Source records
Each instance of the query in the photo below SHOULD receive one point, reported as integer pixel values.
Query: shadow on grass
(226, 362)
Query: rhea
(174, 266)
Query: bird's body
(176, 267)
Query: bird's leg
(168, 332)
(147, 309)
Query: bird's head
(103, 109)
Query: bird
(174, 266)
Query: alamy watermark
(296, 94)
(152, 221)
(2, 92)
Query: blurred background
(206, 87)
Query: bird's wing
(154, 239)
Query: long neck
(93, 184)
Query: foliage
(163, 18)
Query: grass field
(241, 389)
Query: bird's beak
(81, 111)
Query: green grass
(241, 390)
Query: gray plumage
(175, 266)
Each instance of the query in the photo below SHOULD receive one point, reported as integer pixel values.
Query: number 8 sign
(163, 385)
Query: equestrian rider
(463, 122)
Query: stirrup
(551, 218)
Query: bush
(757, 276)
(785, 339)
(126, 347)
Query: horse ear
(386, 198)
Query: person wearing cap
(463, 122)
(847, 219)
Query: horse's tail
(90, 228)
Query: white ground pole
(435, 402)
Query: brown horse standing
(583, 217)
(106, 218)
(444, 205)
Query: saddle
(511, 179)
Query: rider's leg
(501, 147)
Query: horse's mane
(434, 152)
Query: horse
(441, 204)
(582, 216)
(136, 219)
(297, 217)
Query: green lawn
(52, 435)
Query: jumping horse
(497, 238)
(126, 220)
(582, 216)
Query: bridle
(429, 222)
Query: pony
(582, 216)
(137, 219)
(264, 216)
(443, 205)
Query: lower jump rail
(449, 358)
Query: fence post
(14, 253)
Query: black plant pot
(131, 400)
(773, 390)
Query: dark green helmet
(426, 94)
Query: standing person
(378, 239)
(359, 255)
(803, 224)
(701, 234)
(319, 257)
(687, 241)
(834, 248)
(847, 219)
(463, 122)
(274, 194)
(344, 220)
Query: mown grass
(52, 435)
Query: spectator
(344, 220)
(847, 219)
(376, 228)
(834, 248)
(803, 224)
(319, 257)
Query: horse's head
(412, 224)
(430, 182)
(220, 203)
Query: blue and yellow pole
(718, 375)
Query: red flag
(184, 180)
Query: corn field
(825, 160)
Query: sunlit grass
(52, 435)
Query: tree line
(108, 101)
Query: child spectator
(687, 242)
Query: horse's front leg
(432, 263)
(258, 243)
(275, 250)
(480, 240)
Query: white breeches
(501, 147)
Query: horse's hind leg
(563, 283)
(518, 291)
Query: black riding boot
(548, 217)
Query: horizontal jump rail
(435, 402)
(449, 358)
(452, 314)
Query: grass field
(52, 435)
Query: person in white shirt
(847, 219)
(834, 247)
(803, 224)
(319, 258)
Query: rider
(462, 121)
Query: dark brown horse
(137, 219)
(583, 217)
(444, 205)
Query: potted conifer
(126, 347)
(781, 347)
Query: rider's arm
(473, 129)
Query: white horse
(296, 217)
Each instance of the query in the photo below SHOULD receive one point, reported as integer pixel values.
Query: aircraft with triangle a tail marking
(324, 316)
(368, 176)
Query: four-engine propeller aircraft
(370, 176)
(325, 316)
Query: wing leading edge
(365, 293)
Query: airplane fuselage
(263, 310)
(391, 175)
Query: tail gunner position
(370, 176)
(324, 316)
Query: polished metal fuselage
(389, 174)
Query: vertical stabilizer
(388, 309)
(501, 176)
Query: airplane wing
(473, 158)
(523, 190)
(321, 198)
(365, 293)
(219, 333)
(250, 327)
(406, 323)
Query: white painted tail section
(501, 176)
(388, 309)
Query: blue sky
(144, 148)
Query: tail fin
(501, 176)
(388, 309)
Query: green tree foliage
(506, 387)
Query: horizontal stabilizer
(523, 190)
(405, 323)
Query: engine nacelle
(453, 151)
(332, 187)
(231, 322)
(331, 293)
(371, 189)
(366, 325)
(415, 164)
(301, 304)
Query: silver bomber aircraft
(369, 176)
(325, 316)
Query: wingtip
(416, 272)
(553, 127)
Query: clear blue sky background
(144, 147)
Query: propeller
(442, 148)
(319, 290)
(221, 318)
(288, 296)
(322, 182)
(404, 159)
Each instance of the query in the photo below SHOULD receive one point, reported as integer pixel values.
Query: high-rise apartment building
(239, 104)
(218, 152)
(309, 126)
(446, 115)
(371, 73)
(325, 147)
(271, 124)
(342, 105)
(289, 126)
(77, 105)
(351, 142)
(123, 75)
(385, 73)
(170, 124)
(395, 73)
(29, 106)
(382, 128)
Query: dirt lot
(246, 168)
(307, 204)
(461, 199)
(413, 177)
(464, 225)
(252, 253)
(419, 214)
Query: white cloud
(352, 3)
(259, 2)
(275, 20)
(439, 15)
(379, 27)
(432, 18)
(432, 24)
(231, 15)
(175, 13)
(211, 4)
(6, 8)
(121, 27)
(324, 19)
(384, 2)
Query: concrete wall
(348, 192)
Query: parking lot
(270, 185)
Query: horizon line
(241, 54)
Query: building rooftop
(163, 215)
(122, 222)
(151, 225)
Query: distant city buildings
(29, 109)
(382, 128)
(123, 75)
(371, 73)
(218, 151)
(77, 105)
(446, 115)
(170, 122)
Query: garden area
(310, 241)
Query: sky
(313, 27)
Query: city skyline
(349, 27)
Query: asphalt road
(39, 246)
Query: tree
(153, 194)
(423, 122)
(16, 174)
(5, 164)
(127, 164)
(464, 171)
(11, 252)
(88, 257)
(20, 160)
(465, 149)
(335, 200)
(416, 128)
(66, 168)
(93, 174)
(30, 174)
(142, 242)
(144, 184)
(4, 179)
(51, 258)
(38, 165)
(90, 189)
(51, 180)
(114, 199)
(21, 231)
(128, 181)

◆ WORK REQUIRED
Every record should be retyped so that it matches the original exactly.

◆ RESPONSE BOX
Each instance of the query in the photo below SHOULD receive one point, reported as integer pixel values.
Query: shadow on grass
(226, 362)
Query: rhea
(174, 266)
Query: bird's body
(176, 267)
Query: bird's leg
(168, 332)
(147, 309)
Query: bird's head
(103, 109)
Query: bird
(174, 266)
Query: alamy watermark
(296, 94)
(152, 221)
(2, 92)
Query: blurred background
(206, 87)
Query: bird's wing
(154, 239)
Query: long neck
(93, 184)
Query: foliage
(163, 18)
Query: grass field
(241, 389)
Query: bird's beak
(81, 111)
Query: green grass
(241, 390)
Query: gray plumage
(175, 266)
Each instance of the query in the photo below SHOULD receive one point, reported as integer pixel values.
Query: number 8 sign
(163, 385)
Query: equestrian rider
(463, 122)
Query: stirrup
(551, 218)
Query: bush
(757, 276)
(785, 339)
(126, 347)
Query: horse ear
(386, 198)
Query: person wearing cap
(463, 122)
(847, 219)
Query: horse's tail
(90, 228)
Query: white ground pole
(435, 402)
Query: brown horse standing
(583, 217)
(106, 218)
(444, 205)
Query: saddle
(511, 179)
Query: rider's leg
(501, 147)
Query: horse's mane
(434, 152)
Query: horse
(441, 204)
(582, 216)
(136, 219)
(297, 217)
Query: green lawn
(52, 435)
Query: jumping horse
(497, 238)
(126, 220)
(582, 216)
Query: bridle
(429, 222)
Query: pony
(582, 216)
(137, 219)
(264, 216)
(443, 205)
Query: lower jump rail
(449, 358)
Query: fence post
(14, 253)
Query: black plant pot
(131, 400)
(773, 390)
Query: dark green helmet
(426, 94)
Query: standing person
(378, 239)
(359, 255)
(803, 224)
(701, 234)
(319, 257)
(687, 241)
(834, 248)
(847, 219)
(463, 122)
(274, 194)
(344, 220)
Query: mown grass
(52, 435)
Query: spectator
(344, 220)
(847, 219)
(376, 228)
(834, 248)
(803, 224)
(319, 257)
Query: horse's head
(412, 224)
(430, 182)
(220, 203)
Query: blue and yellow pole
(718, 375)
Query: red flag
(184, 180)
Query: corn field
(825, 160)
Query: sunlit grass
(52, 435)
Query: tree line
(108, 101)
Query: child spectator
(687, 242)
Query: horse's front leg
(432, 263)
(258, 243)
(275, 250)
(480, 240)
Query: white breeches
(501, 147)
Query: horse's hind leg
(563, 283)
(518, 291)
Query: black riding boot
(548, 217)
Query: horizontal jump rail
(435, 402)
(449, 358)
(452, 314)
Query: grass field
(52, 435)
Query: person in white shirt
(847, 219)
(834, 247)
(803, 224)
(319, 258)
Query: rider
(462, 121)
Query: dark brown horse
(137, 219)
(583, 217)
(444, 205)
Query: potted conifer
(126, 347)
(781, 347)
Query: rider's arm
(473, 129)
Query: white horse
(296, 217)
Each instance of the query in the photo below SHOULD receive one point, reported as integer pixel values.
Query: aircraft with triangle a tail marking
(324, 316)
(368, 176)
Query: four-engine propeller aircraft
(370, 176)
(325, 316)
Query: wing leading edge
(365, 293)
Query: airplane fuselage
(263, 310)
(391, 175)
Query: tail gunner position
(370, 176)
(324, 316)
Query: polished metal fuselage
(389, 174)
Query: vertical stabilizer
(388, 309)
(501, 176)
Query: airplane wing
(473, 158)
(523, 190)
(321, 198)
(365, 293)
(219, 333)
(250, 327)
(406, 323)
Query: white painted tail section
(501, 176)
(388, 309)
Query: blue sky
(144, 148)
Query: tail fin
(501, 176)
(388, 309)
Query: green tree foliage
(506, 387)
Query: horizontal stabilizer
(523, 190)
(405, 323)
Query: engine nacelle
(453, 151)
(332, 187)
(231, 322)
(331, 293)
(371, 189)
(366, 325)
(415, 164)
(301, 304)
Query: silver bomber aircraft
(369, 176)
(325, 316)
Query: wingtip
(416, 272)
(553, 127)
Query: clear blue sky background
(144, 147)
Query: propeller
(442, 148)
(319, 290)
(221, 318)
(288, 296)
(322, 182)
(404, 159)
Each instance of the query in the photo below SHOULD receive one point, reported as integer pixel values.
Query: high-rise apartment building
(239, 104)
(218, 152)
(309, 126)
(446, 115)
(371, 73)
(325, 147)
(271, 124)
(342, 105)
(289, 126)
(77, 105)
(351, 142)
(123, 75)
(385, 73)
(170, 124)
(395, 73)
(29, 106)
(382, 128)
Query: dirt lot
(246, 168)
(307, 204)
(461, 199)
(413, 177)
(464, 225)
(252, 253)
(419, 214)
Query: white cloud
(352, 3)
(259, 2)
(275, 20)
(439, 15)
(379, 27)
(432, 18)
(432, 24)
(231, 15)
(175, 13)
(211, 4)
(6, 8)
(121, 27)
(324, 19)
(384, 2)
Query: concrete wall
(348, 192)
Query: parking lot
(270, 185)
Query: horizon line
(241, 54)
Query: building rooftop
(163, 215)
(122, 222)
(151, 225)
Query: distant city buildings
(29, 109)
(382, 128)
(123, 75)
(371, 73)
(218, 151)
(77, 105)
(446, 115)
(170, 122)
Query: garden area
(310, 241)
Query: sky
(313, 27)
Query: city skyline
(349, 27)
Query: asphalt road
(39, 246)
Query: tree
(153, 194)
(423, 122)
(16, 174)
(5, 164)
(127, 164)
(464, 171)
(11, 252)
(88, 257)
(20, 160)
(465, 149)
(335, 200)
(416, 128)
(66, 168)
(93, 174)
(30, 174)
(142, 242)
(144, 184)
(4, 179)
(51, 258)
(38, 165)
(90, 189)
(51, 180)
(114, 199)
(21, 231)
(128, 181)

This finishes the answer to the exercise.